Task goal » Rewrite all of the material below, changing every occurrence of "one dot per instance" to "a single dot for each instance" and keeping everything else the same. Leave the pictures out.

Exercise materials »
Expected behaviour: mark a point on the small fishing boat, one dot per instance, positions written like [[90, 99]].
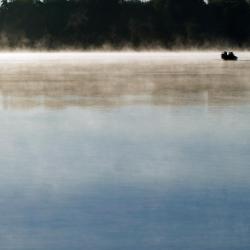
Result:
[[228, 56]]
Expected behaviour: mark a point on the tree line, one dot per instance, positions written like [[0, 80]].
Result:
[[94, 23]]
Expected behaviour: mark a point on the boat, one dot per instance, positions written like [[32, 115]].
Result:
[[229, 56]]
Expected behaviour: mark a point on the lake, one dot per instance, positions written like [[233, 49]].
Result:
[[145, 151]]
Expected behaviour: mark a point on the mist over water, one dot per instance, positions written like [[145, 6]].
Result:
[[124, 151]]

Answer »
Expected behaviour: mark a point on the small fishing boat, a single dot for each instance, positions written like [[90, 99]].
Result:
[[228, 56]]
Expected behaviour: mark a point on the tree line, a single dot for each instance, positions written like [[0, 80]].
Result:
[[94, 23]]
Expected behaviour: mark a point on the boat, a single dot for each instance, positions written like [[32, 115]].
Result:
[[229, 56]]
Expected behaviour: mark a point on the lake, a single dot for each instance, positions written like [[233, 49]].
Result:
[[145, 151]]
Expected behaviour: mark a point on the mist over water, a single dot for each instance, positions written like [[145, 6]].
Result:
[[124, 151]]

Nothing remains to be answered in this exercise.